Material provided
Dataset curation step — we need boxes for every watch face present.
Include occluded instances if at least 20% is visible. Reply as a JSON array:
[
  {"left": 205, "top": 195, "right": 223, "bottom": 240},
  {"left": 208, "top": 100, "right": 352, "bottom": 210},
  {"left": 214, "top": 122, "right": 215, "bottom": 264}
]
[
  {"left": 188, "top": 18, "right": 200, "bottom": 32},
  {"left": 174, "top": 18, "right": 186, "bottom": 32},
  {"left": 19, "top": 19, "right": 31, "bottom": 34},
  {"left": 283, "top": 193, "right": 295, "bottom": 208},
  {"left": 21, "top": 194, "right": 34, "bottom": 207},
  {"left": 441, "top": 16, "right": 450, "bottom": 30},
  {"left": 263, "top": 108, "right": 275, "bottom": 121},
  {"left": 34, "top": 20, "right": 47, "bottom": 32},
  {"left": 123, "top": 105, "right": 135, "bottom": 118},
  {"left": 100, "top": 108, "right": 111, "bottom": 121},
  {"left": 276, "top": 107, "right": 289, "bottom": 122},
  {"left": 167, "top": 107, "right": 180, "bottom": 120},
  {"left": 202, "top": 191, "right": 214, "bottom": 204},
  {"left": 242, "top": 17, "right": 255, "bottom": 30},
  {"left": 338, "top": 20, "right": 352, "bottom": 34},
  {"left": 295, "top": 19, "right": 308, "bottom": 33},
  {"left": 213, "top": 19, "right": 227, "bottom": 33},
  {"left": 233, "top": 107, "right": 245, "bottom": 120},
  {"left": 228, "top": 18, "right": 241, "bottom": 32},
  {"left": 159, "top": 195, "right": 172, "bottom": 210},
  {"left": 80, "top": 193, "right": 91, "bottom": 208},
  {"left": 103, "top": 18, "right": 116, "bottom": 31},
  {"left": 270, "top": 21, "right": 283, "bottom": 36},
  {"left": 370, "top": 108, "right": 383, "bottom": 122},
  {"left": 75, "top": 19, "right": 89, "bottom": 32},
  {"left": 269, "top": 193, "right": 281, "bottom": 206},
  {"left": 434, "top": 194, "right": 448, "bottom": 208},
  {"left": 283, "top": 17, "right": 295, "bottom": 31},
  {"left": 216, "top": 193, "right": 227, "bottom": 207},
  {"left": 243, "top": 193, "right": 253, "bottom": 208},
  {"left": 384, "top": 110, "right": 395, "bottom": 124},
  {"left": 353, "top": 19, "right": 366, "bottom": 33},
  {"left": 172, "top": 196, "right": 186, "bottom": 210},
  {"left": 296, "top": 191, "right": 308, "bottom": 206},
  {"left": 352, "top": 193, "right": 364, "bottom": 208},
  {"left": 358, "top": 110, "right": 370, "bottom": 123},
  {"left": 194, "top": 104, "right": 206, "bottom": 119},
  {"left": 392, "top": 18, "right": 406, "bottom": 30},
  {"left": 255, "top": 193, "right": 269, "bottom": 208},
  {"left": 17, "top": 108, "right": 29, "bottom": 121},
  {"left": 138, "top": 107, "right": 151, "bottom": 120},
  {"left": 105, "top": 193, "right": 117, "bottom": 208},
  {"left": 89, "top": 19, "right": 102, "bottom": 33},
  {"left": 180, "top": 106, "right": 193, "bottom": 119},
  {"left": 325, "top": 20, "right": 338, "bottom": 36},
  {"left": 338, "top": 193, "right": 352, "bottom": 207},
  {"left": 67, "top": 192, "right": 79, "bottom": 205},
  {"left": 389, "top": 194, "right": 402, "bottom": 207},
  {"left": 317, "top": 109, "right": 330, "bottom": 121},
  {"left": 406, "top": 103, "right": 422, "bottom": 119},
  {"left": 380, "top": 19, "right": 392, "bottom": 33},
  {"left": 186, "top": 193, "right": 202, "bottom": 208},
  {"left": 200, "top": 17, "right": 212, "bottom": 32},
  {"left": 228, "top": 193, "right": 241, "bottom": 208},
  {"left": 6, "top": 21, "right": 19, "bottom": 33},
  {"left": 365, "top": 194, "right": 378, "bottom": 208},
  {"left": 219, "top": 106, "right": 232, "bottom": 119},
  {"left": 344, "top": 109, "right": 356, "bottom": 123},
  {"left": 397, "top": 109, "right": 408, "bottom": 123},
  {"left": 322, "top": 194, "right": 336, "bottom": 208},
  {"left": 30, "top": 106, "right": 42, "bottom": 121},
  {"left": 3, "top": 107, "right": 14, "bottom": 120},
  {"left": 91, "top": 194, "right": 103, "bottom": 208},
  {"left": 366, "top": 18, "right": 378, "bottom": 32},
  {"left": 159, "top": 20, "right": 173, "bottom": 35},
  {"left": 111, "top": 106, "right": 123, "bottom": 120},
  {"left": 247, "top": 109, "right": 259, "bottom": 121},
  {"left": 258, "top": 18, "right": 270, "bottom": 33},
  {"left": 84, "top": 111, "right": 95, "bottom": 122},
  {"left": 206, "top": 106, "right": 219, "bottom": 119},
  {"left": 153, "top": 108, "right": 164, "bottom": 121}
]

To do
Return every line of the items above that contains the string "Include", copying each line in full. Treat uppercase and lowercase as different.

Solution to the exercise
Include occluded instances if at least 20% is visible. Reply as a JSON array:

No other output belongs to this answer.